Data items:
□ □ □

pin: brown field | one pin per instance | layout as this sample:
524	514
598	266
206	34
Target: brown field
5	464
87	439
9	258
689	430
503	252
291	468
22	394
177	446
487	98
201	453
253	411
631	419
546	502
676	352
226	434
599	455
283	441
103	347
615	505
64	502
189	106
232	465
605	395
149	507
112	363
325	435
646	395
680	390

□ □ □

◆ **What to do**
Give the lines of the items above as a JSON list of strings, one string per line, leaving out blank lines.

◆ **Exercise solution**
[
  "pin: brown field | one pin per instance | layout as this sample:",
  "524\t514",
  "598\t266",
  "206\t34",
  "Target: brown field",
  "5\t464",
  "87\t439",
  "9\t258",
  "689\t430",
  "503\t252",
  "291\t468",
  "22\t394",
  "177\t446",
  "487\t98",
  "201\t453",
  "253\t411",
  "631\t419",
  "546\t502",
  "676\t352",
  "226\t434",
  "599\t455",
  "283\t441",
  "103\t347",
  "615\t505",
  "64\t502",
  "189\t106",
  "232\t465",
  "605\t395",
  "149\t507",
  "112\t363",
  "325\t435",
  "646\t395",
  "680\t390"
]